* start EXTRACTED TEXT *

Tools

Andrew Newton anewton at ecotroph.net
Mon Mar 3 16:32:56 UTC 2003


I'd like to stop this argument now by saying you are both right.

*) LDAP is a protocol, not an implementation.  The back-end can be 
anything... even monkeys with pencil and paper.

*) Michael's point about doing things differently and hopefully in a 
better way does not hinge on technology... it is a matter of will.  The 
technology exists.

*) In order to run an efficient public-facing LDAP server that scales to 
the order needed by many but not all, off-the-shelf vendor software will 
not suffice.

*) LDAP in its current form does not contain the operations or data 
types needed by this community.  However, it is an extensible protocol 
and anyone with a source-available or pluggable implementation will not 
be starting from scratch.

*) Having to extend the protocol means that generic clients are of 
limited use but not unuseable.

*) As Stephane said, there are a number of people looking at this in the 
IETF CRISP working group.  And LDAP is one of the proposed solutions.

* end EXTRACTED TEXT *
* start DATA SUPPLIED *

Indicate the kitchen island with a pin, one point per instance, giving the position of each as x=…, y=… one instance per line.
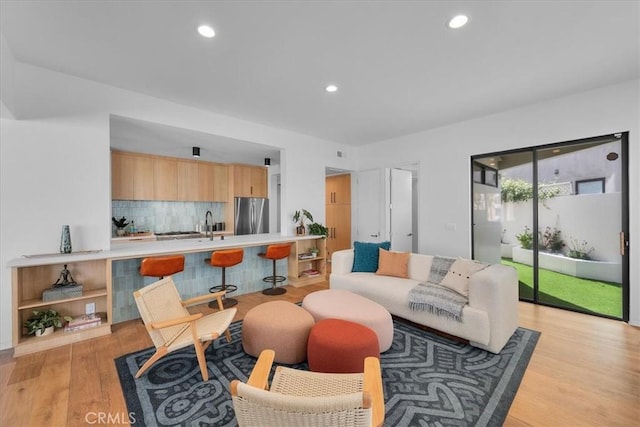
x=109, y=278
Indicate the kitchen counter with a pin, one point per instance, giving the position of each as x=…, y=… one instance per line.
x=139, y=249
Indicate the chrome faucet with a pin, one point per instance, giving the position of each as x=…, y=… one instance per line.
x=206, y=225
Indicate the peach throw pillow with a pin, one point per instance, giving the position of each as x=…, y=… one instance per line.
x=392, y=263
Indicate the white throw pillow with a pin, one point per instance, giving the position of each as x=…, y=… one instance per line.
x=457, y=278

* end DATA SUPPLIED *

_THE REQUEST:_ Go on with the mailing-list post about LDAP, starting after its last point. The items come from a different source than the post.

_THE OUTPUT:_
-andy

bmanning at karoshi.com wrote:
>>
>>>Too many features layered on a single tool. Haq the tool
>>>and the dependencies will cripple your service offering.
>>
>>LDAP is not a tool, it is a protocol that can be used by many tools to 
>>communicate in the same way that many servers (BIND, NSD, DJBDNS, MS-DNS, 
>>QuickDNS) can use the DNS protocol to communicate with countless clients 
>>(Netscape, sendmail, ...).
> 
> 
> 	tool in the generic sense. too many things that depend on 
> 	LDAP for proper functioning -will- make LDAP a tempting
> 	target.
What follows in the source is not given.